Directions for this task: Continue the piece about Vietnam's Kitchen Gods fish release and the students on Hanoi's Long Bien Bridge, starting right after its last sentence.

Text passage:
◇ ◇ ◇
A few weeks ago, Vietnam celebrated an annual day to honour the Kitchen Gods. Right before Lunar New Year, legend has it that the Kitchen Gods ride to heaven on the back of a fish to report to the other Gods about how things are going down on earth. To mark the day, Vietnamese people release a live fish into rivers and lakes.
As with many traditions, the custom of releasing the fish has been given a modern slant. Men and women riding their motorbikes to work in the morning buy a fish in a clear plastic bag, and as they drive by a lake or river hurl the fish, still in the bag, out into the water. In some places, enterprising children stand by the shore to pluck the bags out and resell the fish to other customers.
What started as a quaint custom of setting an animal free has morphed into a national day of polluting waterways.
This year, I noticed something I hadn’t seen before. Riding to work across Hanoi’s famed Long Bien Bridge, I passed dozens of university students armed with hand-made signs urging people not to throw plastic into the river. It was a freezing day – the wind was particularly icy – but these students stood their ground, smiling pleasantly and politely while ensuring it was only fish, and not plastic, that was tossed into the river.
How they were organised and where they were from is a mystery to me. All I know is that they saw an ongoing social issue and decided to take action, for no reward other than the satisfaction of making their city a little better.
◇ ◇ ◇
Record extracts:
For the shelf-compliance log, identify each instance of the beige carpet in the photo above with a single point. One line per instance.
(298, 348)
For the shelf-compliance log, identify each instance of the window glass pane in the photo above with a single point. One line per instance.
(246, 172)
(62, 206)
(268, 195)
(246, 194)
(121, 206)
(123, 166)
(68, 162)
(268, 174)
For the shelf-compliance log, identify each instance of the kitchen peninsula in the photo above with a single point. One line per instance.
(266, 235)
◇ ◇ ◇
Task response:
On a much larger scale, something similar has been happening in Australia. Tens of thousands of people have been rallying around a call to “Let them stay,” a tag-line referring to people applying for refugee status who are shipped offshore to detention on Manus Island and Nauru. While the Australian government has a policy of sending all refugee applicants who arrive by boat to offshore detention, community opposition is increasing both in number and in passion. Protests are popping up everywhere: churches, hospitals, schools, unions, and of course social media is playing an active part.
These are two examples of everything that’s right with our world: people stepping up and taking action to right a wrong in their own community. Apart from the fact that such actions tend to lead to great results, there’s something inherently right about ordinary people accepting responsibility for the problems around them and trying to create change. Even if their action lead to no result at all, there is still real worth in trying.
Throughout our lives we see over and again that terrible situations can bring out the best in us. Think New York in the weeks after 9/11: never before had the city’s citizens come together with such unity. In my own life, I have experienced incredible support and kindness from people during times that I have been grieving or suffering some exceptional hardship. I see it, too, in the people I work with at Blue Dragon: it’s just a matter of course that people will work through the night, or travel hundreds of miles along bumpy roads, to rescue someone in danger or care for a sick child. A few years ago, when we were moving into our new centre in Hanoi and were overwhelmed with the enormity of the task, family members of the children we help came out in force to clean, scrape paint, and wash down walls. These are all people with their own serious problems, but seeing our need they didn’t think twice before volunteering.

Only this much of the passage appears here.